Problem 1: Using the SIPcity incident report, explain in one to three sentences what caused the instability in the OpenSIPs stack during the migration.
Problem 2: Pick up the SIPcity incident report after its last sentence and continue writing it.

Source text:
Degraded network, causing calling outage

Incident Report for SIPcity

Postmortem

This network upgrade completes the final part of a DevOps project shifting all our services into highly available (HA) Containers, including distributed file systems for storage.

Specifically, the 9 October migration deprecated our legacy Asterisk network with OpenSIPs for signalling, load balancing, and session border control. The Australian migration was our second upgrade within the last two months, with our US subsidiaries 2talk and Vaitel completing the same in early September.

While Asterisk remains part of the solution mix, SIP Peering, Registration, Presence (BLF), certificate management, security, and a new push notification service are now managed by OpenSIPs with media separated onto specialist RTP proxies.

With the deprecation of the legacy Asterisk platform, all services now reside on HA containers, also removing the complexity of managing separate networks, one of which was end-of-life. Unfortunately, a malformed certificate impacted the migration, causing instability within the OpenSIPs stack, specifically the OpenSSL module. Specifically, the certificate blf.sipcity.com.au which accounts for less than 1% of registered users, didn’t present until Monday morning load. While we pinpointed the cause of the TCP stack, even with support from the OpenSIPs owner, it took another eight hours to isolate to this individual certificate.

Given information:
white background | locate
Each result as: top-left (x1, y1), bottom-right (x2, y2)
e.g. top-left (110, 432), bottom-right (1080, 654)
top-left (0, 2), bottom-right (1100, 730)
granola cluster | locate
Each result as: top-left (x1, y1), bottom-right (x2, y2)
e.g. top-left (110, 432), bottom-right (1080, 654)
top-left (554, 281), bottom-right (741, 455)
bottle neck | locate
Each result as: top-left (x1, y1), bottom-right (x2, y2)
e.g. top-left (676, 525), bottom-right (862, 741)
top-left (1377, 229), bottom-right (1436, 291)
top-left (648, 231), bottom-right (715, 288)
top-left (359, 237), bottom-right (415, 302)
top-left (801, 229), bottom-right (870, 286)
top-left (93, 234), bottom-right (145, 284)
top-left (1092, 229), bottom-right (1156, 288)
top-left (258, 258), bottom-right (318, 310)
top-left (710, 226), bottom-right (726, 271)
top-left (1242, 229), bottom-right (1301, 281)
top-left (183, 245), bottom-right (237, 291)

Your response 1: A malformed certificate, blf.sipcity.com.au, caused the instability. It disrupted the migration and specifically affected the OpenSSL module of the OpenSIPs stack.

Your response 2:
As to why we didn’t abort, I balanced several competing tensions at the time. This was our second OpenSIPs go-live within a month, culminating in many thousands of planning hours. With four full-time engineers including direct consultancy from OpenSIP we understood our new platform, within the parameters of our own environment. Secondly, the severity of the failure made little sense to our team or even the Project Developer who has numerous Tier 1 carriers also using the same long-term stable version of OpenSIPs.

Following the certificate resolution, we received issues with differences between our US and Australian operations. A group of PBX machines wasn’t adhering to the SIP RFC 3261, particularly 401 auth and e164 number presentation. Finally, a difference in Call Flow priority between the US and Australia caused some initial Forwarding issues.

As I write this RFO I report the global issues are resolved, albeit we are seeing some legacy issues to which our team continues to diagnose.

Ultimately, my decision to push through with the upgrade balanced the investment made within our applications against the reality that aborting didn’t resolve the actual SSL certificate issue. As the system has stabilised, the release of our wider communications solutions is now only starting to diminish the memory and shock of this seriously compromised go-live.

Yours sincerely,

Mike Johnstone
CEO | SIPcity

Posted Oct 29, 2021 - 14:12 AEDT

Resolved

This incident has been resolved.

Posted Oct 10, 2021 - 12:49 AEDT

Monitoring

A fix has been implemented and we are monitoring the results.

Posted Oct 09, 2021 - 12:58 AEDT

Identified

We have registrations and calls back up.
We still are having issues with features such as queue etc but this will be resolved shortly.

Posted Oct 09, 2021 - 11:11 AEDT

Update

We are continuing to implement a solution to resolve the issue.
At this time we have disabled access to Arena while we resolve the issue.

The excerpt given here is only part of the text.